WHAT THE TASK REQUIRES: Exact copies are required of the lines from the line containing "of the manhole" through the final line of the listing, both included, and of no other lines.
**** RAW RECORDS
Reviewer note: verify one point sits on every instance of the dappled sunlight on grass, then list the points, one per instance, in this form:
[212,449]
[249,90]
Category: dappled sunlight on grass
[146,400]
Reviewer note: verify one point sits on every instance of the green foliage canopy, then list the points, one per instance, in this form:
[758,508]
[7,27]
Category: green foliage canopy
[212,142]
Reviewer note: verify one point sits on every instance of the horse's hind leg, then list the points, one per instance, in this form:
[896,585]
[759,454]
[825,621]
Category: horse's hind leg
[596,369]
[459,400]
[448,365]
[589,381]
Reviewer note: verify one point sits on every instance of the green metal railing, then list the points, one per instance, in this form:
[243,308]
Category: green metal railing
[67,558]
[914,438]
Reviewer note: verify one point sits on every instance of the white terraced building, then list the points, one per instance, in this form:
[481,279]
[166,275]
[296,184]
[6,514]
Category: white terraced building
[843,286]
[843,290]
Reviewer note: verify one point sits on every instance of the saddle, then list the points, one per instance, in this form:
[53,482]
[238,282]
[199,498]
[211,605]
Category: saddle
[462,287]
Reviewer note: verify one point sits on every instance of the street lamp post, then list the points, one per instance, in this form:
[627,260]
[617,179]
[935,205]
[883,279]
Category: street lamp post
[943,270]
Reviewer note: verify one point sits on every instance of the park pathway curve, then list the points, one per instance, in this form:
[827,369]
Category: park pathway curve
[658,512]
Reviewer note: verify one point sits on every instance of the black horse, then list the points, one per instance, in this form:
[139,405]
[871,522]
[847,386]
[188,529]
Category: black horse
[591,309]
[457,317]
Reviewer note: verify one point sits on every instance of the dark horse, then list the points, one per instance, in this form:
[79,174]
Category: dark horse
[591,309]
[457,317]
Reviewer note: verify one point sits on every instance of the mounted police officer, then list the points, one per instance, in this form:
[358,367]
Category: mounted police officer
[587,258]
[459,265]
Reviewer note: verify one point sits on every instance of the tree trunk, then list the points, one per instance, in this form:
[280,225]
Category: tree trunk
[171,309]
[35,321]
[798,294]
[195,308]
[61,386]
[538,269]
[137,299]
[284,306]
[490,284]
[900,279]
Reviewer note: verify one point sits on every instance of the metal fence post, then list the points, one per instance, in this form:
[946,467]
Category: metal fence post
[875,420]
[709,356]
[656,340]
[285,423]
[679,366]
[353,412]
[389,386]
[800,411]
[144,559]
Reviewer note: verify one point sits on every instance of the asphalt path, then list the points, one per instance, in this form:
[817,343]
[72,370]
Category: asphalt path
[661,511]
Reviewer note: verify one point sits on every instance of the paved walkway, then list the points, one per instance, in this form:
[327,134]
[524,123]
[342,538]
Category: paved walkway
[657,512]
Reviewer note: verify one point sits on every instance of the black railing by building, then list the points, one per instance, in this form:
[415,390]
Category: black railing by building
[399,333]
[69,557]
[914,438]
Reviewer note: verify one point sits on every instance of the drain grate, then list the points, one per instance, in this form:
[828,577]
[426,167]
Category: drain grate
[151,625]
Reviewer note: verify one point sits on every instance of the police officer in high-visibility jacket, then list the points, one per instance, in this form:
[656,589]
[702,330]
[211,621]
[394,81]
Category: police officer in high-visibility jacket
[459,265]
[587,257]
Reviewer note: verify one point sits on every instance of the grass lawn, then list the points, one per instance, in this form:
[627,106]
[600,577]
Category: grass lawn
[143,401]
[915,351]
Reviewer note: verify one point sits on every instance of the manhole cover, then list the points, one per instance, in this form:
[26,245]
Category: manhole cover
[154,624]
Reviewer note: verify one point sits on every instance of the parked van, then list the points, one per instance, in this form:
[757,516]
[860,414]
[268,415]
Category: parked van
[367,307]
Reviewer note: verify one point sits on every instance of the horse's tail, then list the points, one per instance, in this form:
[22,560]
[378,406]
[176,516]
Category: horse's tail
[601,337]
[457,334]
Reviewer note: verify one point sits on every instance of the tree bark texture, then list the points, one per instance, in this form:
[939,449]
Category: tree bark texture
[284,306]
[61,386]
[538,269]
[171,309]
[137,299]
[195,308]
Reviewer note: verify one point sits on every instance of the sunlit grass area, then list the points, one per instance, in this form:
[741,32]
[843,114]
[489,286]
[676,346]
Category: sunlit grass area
********
FULL RESPONSE:
Reviewer note: verify one point sits on every instance of the manhole cover, then list the points, one per instance, in this form:
[26,245]
Category: manhole cover
[154,624]
Reviewer note: verify one point sits on every instance of the parked van, then list the points, one per instance, in this form:
[757,516]
[860,414]
[268,415]
Category: parked van
[367,307]
Reviewer note: verify one point sits on every instance of the horse's tail, then list the points, one per instance, in this form:
[22,560]
[378,406]
[176,516]
Category: horse's tail
[601,337]
[457,334]
Reviewer note: verify one point sits on every instance of the tree bark texture, then list the points, one per instance, in this form:
[939,449]
Category: tree bark texture
[284,306]
[61,386]
[538,269]
[171,309]
[137,299]
[195,308]
Reviewer note: verify one point sits on every instance of the sunlit grass area, then list the points, one per instance, in this form:
[741,32]
[843,114]
[489,286]
[676,346]
Category: sunlit grass area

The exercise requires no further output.